Task
Identify every line in the records below that contains the string "walking", matching case exactly, and copy each such line in full.
+ + + + +
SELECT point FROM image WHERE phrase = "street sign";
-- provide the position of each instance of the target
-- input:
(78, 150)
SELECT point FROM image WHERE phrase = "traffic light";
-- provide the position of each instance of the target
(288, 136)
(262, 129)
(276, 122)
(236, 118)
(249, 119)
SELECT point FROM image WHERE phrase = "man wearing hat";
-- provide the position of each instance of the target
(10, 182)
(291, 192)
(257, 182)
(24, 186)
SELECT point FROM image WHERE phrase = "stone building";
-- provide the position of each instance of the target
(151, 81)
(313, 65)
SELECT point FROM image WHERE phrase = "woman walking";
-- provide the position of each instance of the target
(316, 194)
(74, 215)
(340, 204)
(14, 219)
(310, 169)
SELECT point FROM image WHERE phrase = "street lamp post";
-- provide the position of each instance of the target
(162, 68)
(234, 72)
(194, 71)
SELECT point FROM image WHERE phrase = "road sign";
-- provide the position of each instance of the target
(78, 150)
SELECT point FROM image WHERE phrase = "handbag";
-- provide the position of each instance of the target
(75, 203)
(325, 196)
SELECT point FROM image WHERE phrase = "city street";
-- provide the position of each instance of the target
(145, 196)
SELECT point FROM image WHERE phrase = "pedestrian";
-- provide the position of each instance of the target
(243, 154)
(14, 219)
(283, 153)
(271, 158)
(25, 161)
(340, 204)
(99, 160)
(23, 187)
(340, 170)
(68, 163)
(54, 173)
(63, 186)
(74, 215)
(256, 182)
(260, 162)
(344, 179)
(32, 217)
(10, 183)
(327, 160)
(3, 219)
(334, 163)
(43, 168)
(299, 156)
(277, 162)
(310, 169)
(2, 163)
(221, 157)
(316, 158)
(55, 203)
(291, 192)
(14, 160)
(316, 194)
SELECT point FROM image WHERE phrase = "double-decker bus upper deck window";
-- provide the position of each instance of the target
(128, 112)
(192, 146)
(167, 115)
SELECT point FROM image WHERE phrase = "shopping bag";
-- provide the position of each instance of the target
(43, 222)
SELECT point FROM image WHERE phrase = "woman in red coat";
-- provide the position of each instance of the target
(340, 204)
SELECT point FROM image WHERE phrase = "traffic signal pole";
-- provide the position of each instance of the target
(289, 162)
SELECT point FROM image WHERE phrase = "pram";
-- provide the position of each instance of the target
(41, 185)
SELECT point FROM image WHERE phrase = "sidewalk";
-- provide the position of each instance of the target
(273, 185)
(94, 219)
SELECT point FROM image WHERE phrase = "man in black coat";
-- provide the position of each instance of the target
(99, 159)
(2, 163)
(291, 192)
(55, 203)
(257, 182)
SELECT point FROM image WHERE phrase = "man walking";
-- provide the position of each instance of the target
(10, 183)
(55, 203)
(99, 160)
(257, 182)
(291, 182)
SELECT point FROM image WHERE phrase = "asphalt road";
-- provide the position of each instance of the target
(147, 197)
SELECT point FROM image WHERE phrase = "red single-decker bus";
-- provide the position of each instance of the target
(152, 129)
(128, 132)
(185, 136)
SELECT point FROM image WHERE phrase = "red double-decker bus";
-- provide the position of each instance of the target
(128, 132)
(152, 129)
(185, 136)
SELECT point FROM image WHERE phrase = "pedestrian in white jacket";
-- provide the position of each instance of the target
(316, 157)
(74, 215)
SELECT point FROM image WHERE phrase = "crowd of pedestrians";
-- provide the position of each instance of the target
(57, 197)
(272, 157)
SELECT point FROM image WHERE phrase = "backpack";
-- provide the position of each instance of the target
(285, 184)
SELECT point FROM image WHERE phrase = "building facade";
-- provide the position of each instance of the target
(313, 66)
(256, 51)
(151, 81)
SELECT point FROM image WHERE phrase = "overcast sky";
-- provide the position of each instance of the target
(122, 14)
+ + + + +
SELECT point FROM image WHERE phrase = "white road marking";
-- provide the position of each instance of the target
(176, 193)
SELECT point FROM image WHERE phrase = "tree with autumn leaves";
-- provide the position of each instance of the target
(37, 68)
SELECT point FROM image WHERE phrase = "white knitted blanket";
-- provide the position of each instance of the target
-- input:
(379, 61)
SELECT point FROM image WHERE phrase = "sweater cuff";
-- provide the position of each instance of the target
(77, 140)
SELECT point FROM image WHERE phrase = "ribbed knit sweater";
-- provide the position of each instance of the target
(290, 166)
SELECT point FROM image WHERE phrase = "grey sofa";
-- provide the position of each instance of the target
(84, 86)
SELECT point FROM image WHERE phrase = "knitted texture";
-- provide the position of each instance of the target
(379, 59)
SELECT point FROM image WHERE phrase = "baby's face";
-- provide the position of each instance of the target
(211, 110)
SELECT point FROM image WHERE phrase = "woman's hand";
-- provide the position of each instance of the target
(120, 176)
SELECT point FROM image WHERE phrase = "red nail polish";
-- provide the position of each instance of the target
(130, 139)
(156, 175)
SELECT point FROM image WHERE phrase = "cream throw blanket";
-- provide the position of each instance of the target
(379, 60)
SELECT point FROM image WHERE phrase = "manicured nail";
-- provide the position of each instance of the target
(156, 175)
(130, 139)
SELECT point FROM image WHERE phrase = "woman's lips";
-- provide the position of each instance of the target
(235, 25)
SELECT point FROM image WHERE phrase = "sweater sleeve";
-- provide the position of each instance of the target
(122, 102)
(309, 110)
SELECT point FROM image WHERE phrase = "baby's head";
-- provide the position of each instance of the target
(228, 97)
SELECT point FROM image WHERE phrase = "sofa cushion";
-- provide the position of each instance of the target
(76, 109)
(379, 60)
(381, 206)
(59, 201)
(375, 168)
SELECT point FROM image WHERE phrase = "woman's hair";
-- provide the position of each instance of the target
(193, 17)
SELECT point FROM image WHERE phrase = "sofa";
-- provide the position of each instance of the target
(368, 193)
+ + + + +
Result below
SELECT point FROM image WHERE phrase = "woman walking";
SELECT point FROM image WHERE phrase = "man walking";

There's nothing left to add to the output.